* _Stated task_
Can you switch "Target" to "Object" throughout the stretch of material from its start through the line containing "x=543, y=363", and return those lines with nothing else changed?

* _Exercise input_

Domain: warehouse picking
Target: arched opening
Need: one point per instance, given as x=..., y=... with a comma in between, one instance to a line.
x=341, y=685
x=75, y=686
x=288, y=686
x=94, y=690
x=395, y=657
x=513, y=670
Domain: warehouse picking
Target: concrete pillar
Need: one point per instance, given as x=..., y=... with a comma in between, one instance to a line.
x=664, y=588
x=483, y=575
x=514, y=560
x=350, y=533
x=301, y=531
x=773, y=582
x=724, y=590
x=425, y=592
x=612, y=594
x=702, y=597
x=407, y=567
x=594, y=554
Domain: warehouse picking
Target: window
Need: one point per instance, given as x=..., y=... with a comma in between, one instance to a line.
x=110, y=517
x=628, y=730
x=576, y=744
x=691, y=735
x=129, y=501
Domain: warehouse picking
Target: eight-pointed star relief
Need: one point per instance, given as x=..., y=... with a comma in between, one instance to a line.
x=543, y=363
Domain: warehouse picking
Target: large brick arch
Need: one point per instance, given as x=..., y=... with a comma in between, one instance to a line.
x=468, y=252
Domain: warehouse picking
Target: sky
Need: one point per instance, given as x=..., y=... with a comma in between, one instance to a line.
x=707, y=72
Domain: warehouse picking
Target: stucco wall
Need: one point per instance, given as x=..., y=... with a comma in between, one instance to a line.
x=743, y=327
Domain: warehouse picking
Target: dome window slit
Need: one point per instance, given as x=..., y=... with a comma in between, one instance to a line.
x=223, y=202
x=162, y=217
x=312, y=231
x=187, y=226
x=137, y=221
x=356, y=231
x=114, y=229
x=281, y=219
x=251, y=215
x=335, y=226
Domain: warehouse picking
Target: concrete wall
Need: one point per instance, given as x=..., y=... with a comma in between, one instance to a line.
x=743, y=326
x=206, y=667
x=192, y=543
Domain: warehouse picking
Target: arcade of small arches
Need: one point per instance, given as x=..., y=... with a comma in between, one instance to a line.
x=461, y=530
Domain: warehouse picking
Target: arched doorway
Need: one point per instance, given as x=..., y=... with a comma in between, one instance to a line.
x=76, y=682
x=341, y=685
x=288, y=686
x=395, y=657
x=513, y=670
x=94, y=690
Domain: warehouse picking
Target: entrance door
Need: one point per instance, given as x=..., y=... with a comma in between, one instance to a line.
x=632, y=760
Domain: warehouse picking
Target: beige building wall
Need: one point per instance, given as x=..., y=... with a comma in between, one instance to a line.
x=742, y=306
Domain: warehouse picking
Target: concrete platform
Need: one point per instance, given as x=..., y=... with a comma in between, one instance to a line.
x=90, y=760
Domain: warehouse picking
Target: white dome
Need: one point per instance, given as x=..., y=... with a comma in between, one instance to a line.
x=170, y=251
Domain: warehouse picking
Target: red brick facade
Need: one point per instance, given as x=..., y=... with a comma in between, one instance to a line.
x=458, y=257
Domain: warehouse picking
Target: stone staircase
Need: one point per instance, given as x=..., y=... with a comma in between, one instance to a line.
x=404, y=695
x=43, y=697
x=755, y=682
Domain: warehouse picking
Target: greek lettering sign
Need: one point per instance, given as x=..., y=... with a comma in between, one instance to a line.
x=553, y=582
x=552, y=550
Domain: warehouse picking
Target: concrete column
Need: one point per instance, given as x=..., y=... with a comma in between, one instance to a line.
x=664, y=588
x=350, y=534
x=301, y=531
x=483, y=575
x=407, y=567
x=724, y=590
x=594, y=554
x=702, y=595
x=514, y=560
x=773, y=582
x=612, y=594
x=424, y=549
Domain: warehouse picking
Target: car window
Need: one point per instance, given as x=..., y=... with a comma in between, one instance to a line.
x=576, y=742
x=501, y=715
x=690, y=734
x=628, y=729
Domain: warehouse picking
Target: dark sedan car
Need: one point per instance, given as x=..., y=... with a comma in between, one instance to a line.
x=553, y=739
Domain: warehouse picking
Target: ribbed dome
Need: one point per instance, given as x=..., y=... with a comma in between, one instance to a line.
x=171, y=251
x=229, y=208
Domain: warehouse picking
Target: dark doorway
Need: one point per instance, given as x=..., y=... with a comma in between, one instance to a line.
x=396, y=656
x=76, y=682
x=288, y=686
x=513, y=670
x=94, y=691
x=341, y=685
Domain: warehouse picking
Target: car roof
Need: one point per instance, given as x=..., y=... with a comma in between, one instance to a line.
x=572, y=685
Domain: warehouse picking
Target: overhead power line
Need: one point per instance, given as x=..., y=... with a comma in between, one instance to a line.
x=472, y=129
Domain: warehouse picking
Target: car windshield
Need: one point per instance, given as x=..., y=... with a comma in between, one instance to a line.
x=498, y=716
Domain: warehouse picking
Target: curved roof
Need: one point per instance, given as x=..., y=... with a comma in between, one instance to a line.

* _Solution_
Domain: warehouse picking
Object: arched opening
Need: one point per instance, given as x=..., y=... with a comma in between, one instance to a line.
x=341, y=685
x=75, y=686
x=288, y=686
x=94, y=690
x=395, y=657
x=513, y=670
Domain: warehouse picking
Object: concrete pillar
Need: one point per instance, given as x=..., y=... with a comma in between, one instance to a line.
x=664, y=588
x=483, y=575
x=514, y=560
x=350, y=533
x=301, y=531
x=773, y=582
x=724, y=590
x=425, y=592
x=612, y=594
x=702, y=597
x=407, y=567
x=594, y=554
Domain: warehouse picking
Object: window
Need: one point per instance, given as x=..., y=... with a comma in between, one instance to a line.
x=110, y=517
x=628, y=730
x=576, y=744
x=691, y=735
x=129, y=501
Domain: warehouse picking
Object: eight-pointed star relief
Need: one point per instance, given as x=..., y=... with a comma in between, one instance to a line.
x=543, y=363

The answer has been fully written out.